> **RECORDED DATA**:
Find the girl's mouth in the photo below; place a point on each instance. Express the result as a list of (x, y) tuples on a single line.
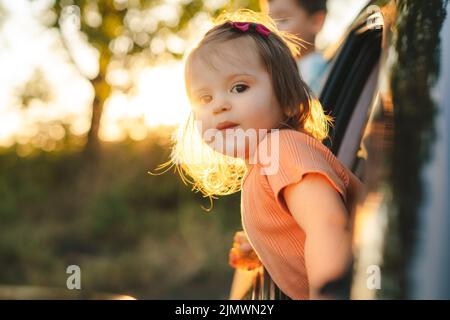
[(226, 125)]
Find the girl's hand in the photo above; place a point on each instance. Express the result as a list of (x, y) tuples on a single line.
[(242, 255)]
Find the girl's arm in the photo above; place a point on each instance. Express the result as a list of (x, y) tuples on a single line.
[(320, 211)]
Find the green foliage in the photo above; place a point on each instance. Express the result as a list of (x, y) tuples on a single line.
[(131, 233)]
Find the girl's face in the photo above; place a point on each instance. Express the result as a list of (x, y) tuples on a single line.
[(230, 89)]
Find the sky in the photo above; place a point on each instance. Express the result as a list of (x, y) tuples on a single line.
[(26, 45)]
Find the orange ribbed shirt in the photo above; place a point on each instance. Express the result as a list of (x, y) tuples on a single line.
[(273, 232)]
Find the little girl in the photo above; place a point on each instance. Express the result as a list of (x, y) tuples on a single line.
[(255, 128)]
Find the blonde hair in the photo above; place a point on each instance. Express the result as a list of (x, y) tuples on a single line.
[(215, 174)]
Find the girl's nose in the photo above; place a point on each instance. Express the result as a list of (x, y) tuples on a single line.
[(221, 107)]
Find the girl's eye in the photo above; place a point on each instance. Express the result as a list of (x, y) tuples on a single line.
[(239, 88), (204, 99)]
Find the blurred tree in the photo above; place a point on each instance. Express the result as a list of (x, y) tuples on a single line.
[(122, 30)]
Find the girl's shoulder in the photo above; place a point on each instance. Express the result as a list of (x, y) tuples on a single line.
[(290, 154)]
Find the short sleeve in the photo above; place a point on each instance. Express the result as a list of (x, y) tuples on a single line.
[(298, 154)]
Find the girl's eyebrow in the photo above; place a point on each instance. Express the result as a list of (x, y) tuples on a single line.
[(228, 79)]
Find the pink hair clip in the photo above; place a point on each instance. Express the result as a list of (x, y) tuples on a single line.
[(245, 26)]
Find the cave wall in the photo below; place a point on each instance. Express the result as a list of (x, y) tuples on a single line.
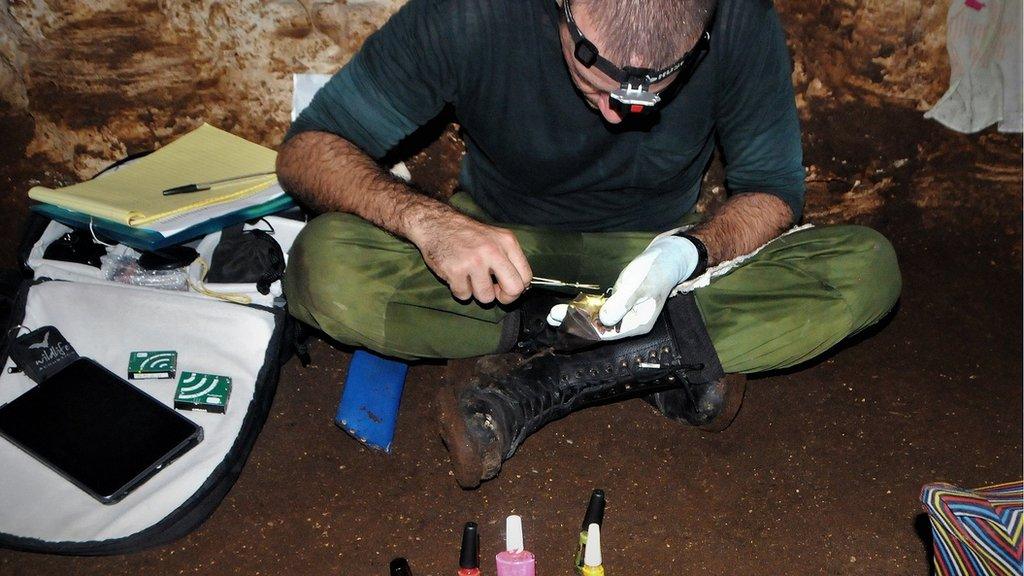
[(85, 82)]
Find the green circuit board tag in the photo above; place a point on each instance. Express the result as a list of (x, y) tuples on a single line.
[(203, 392), (152, 365)]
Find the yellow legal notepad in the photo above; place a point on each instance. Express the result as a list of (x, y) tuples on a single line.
[(133, 195)]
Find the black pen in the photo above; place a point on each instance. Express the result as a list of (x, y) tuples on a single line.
[(185, 189)]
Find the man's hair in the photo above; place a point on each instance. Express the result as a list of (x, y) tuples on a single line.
[(654, 33)]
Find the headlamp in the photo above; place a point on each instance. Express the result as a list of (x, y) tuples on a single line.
[(634, 94)]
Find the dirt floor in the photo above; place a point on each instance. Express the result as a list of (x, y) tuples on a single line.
[(819, 475)]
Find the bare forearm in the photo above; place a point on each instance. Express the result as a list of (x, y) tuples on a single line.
[(741, 224), (331, 174)]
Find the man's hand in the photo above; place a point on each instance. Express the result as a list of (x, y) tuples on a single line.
[(642, 288), (475, 259)]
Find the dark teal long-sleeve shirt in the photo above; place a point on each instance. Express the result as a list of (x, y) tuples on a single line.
[(537, 154)]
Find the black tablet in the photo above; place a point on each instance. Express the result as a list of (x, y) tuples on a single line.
[(96, 429)]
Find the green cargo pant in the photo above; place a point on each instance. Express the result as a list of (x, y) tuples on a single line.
[(799, 296)]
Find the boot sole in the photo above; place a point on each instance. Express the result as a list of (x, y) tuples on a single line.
[(735, 388), (465, 453)]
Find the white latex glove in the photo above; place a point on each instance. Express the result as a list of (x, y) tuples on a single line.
[(642, 288)]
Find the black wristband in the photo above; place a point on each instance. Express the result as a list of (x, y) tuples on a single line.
[(701, 254)]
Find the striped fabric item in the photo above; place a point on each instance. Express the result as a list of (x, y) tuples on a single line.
[(977, 532)]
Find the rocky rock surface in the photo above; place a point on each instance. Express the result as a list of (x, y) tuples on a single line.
[(85, 82)]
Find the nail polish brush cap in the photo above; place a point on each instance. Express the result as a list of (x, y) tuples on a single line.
[(470, 546), (595, 509), (593, 554), (513, 534)]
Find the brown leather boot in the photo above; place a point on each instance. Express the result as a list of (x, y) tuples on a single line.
[(485, 418)]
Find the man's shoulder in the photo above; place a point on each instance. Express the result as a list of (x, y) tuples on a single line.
[(467, 16)]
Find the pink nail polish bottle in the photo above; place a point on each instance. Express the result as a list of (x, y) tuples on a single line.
[(515, 561)]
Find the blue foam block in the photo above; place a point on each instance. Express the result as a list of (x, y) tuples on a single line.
[(369, 408)]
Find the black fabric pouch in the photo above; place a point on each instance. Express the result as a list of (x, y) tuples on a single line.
[(245, 256)]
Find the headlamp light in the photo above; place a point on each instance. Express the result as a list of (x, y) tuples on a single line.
[(634, 94)]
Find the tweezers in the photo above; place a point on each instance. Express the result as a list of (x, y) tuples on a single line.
[(537, 281)]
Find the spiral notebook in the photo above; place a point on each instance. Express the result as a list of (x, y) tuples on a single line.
[(133, 196)]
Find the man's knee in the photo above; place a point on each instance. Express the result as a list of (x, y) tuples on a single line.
[(330, 282), (866, 275)]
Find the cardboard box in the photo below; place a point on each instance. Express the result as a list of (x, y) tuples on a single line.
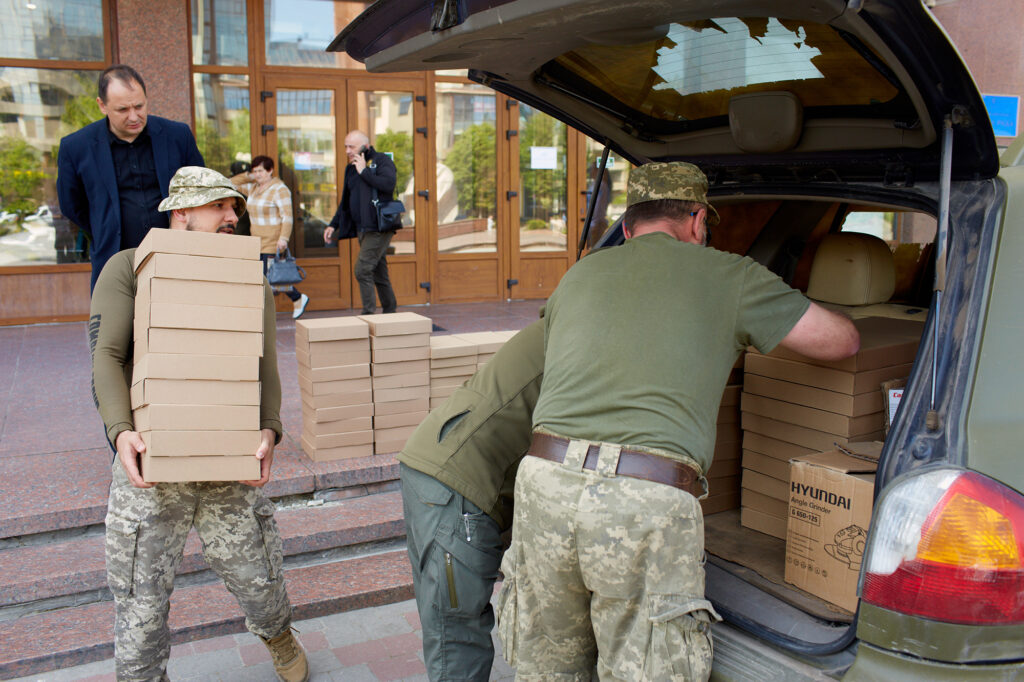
[(324, 359), (884, 342), (219, 368), (201, 443), (202, 268), (394, 324), (757, 520), (819, 398), (830, 502), (401, 380), (400, 419), (850, 383), (399, 407), (194, 391), (196, 342), (197, 417), (399, 341), (331, 329), (406, 367), (184, 469), (335, 373), (163, 290), (337, 414), (829, 422), (197, 244)]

> **WHAT TO DO**:
Without the pictures, copy the material exactly as given.

> **ANSWER TO THIS EXERCISE**:
Find the girl's mouth in the photo below; place a point on each instance. Express the result as a list of (x, y) tuples on a single line.
[(226, 125)]
Find the girl's hand in the photo above; place a point on each instance. Express the result as a list of (x, y) tuples on a single line.
[(242, 255)]
Find the girl's arm in the photo above; place a point on each instance. Express the result as a list of (x, y) tuples on a single line.
[(320, 211)]
Find the green foliage in the photo above; place a point on each instance. Express the result as a list of (x, y) tuples on a single line.
[(131, 233)]
Find the girl's face in the photo above; place a point on each instance. Express the result as a list of (x, y) tuples on a single line.
[(230, 89)]
Find the sky in the photo above; place a point on each instance. Express the result as a list of (x, y) tuples on a single line.
[(26, 45)]
Find the orange ribbed shirt in the photo above; place a point on each instance. Express the result as a list of (x, y) tuples on a single line.
[(273, 232)]
Find the little girl in the photo above; place a point on each instance. Express the result as a list of (x, y) tuples on a single line.
[(255, 128)]
Find the blonde hair in the photo above; place a point on each instance. Express the result as a list of (x, y) tuples on a single line.
[(215, 174)]
Find the girl's nose in the photo above; place a point on each instance. Express the result as a list of (x, y) tuples on a single line.
[(221, 107)]
Find the girl's eye in the photo above; place a point on each instance. Express the result as a list of (x, y) tuples on a single line.
[(239, 88), (204, 99)]
Find the blurred tree in the photo above; place a point on each instance. Express the result as a list of (x, y) tuples on a single line.
[(122, 30)]
Find the girl's shoulder in the photo above; place a point on each instance. Express the result as a list of (x, y) tuples on a single line.
[(290, 154)]
Find the short sleeve in the photo above; place a point on each instance. Express the result as a list of (x, y) tuples on a single line.
[(298, 154)]
Find the girl's eyebrow in the photo above; place a point on each instance. Express the result as a list of (x, y) tuples on a single line.
[(228, 79)]
Find the pink hair clip in the photo above; place a point on each instance. Express the result as a list of (x, y) tuples on a single line.
[(245, 26)]
Find the cave wall in the photo below; place a point on each instance. Express the result as a list of (x, y) tuples on a single line.
[(85, 82)]
Find the green circuit board tag in the photo above; place a point on each instance. Express the result as a list of (x, y) tuples on a single line.
[(203, 392), (152, 365)]
Find the yellow legal notepad in the photo above; place a point on each instance. Express the result as a list of (x, y) tuples on a single line.
[(133, 195)]
Find the black pen in the photo above; place a point on each instance. Express the result as a list of (x, y) tuples on a single line.
[(185, 189)]
Find the man's hair in the photo above; place a point on each instance. Express the result as a list of (x, y) tuples on a single line.
[(654, 33)]
Find the headlamp in the photo above; place a point on each instance. Express the result as a list of (x, y) tuples on a single line.
[(634, 94)]
Find the dirt floor in the photo above; place a point on each instance. Express the result as a list of (x, y) tuples on a single line.
[(819, 475)]
Find the bare forearm in the photo above; place a point on each instance. Express the result as a list of (x, y) tuples on a single line.
[(741, 224), (331, 174)]
Find the man's hand in the photo above; place a point on each instance. Express the result as a list of (x, y) tuples on a single line.
[(642, 288), (475, 259)]
Find the dark teal long-sleeve shirt in the photo above; place a point on each instance. Express the result as a list of (x, y) tuples on a single line.
[(537, 154)]
Find the black tablet in the photo above; place a point on each instance. Express the result as a list of (x, y) tuples on a single line.
[(96, 429)]
Find the green cargo pant in the photo above; place a point on each instance. Express the result as a list of (x, y) tuples on a single line.
[(799, 296)]
Find the boot sole in the photo above; place a point on each instance. Express the result as a list of (x, y) tuples on a single line.
[(735, 388), (465, 453)]
Find the white latex glove in the photo above; place a point on each instance. Express the result as a list of (x, y) tuples on a single line.
[(642, 288)]
Find the black wristband in the photo above; place a point on each instance. Express the result as a list of (x, y) tuples on a single line.
[(701, 254)]
Find the striped fabric item in the photo above; place a point on each instance. Express the result as a list of (x, y) tuples on a single line.
[(977, 532)]
Find the rocky rock surface in the photo above; place a point on each instance. Express the result as a list of (x, y) tuples on a single line.
[(85, 82)]
Find the nail polish brush cap in the photo above; place a point on each instance. Express the result as a list of (x, y) tuples on a single line.
[(470, 546), (595, 509), (593, 554), (513, 534)]
Find the brown leather boot in the photo above; place a point on each instance. Express the result as a list of (x, y) tuples on a single line.
[(485, 418)]
Find the man's shoulder in the photo above; place a point on each instance. Express the result as a list of (x, y) tuples on a single line.
[(467, 16)]
Find the pink nail polish bottle in the photo above; place a point on each instance. Express the result as a list of (x, y) tuples on a single line.
[(515, 561)]
Find the blue foam block in the photo above; place a point on each instance. Express the result as a list of (x, y) tuples on a single line.
[(369, 408)]
Find the black fabric pouch in the photo above; place a point on each instance. Express the result as a list of (x, y) tuples on a single line.
[(245, 256)]
Find the headlamp light in the photo above; place a point on each instance. Express the result as a list of (x, y) tuples on a single line.
[(634, 94)]
Find the tweezers in the photo above; place a point on each instance. Express the result as a list of (x, y) tuples on a single line.
[(537, 281)]
Find the spiral notebook in the photo above; place a point on each instance. Express the result as a list of (x, y) tuples on a single line.
[(133, 196)]
Find the man's knee in the photo above; place a point on each instance. Express the result as a list of (x, y) tuples on a single line.
[(330, 282), (866, 275)]
Find the cardboard box in the photo below; place a point on each instance. Express the result as a list of (x, y) tuples on a single line.
[(324, 359), (884, 342), (219, 368), (201, 443), (202, 268), (394, 324), (757, 520), (819, 398), (830, 502), (401, 380), (400, 419), (850, 383), (399, 407), (194, 391), (196, 342), (197, 417), (399, 341), (331, 329), (406, 367), (184, 469), (335, 373), (163, 290), (337, 414), (829, 422), (197, 244)]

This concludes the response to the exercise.